§ WORK TO DO
Substitute "sample output" for "example output" in the lines running from the start of the records through the line containing "213L210 224L224 183L191", inclusive, and give back only those lines with nothing else changed.

§ MATERIAL TO PROCESS
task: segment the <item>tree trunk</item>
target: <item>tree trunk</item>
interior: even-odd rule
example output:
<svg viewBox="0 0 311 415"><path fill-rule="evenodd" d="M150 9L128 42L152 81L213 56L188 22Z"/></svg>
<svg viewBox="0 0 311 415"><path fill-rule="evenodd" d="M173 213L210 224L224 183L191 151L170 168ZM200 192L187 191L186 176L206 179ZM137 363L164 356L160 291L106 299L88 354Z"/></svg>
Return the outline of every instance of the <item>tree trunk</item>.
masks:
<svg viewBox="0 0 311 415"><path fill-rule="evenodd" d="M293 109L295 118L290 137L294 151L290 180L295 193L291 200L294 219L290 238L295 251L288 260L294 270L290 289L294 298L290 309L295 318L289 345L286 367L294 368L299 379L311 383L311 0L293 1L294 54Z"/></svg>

§ TASK SOLUTION
task: segment the <item>tree trunk</item>
target: <item>tree trunk</item>
interior: even-odd rule
sample output:
<svg viewBox="0 0 311 415"><path fill-rule="evenodd" d="M150 9L128 42L152 81L213 56L188 22Z"/></svg>
<svg viewBox="0 0 311 415"><path fill-rule="evenodd" d="M173 213L210 224L224 183L191 151L170 168ZM200 192L187 191L186 176L206 179ZM137 363L164 356L160 291L106 299L88 354Z"/></svg>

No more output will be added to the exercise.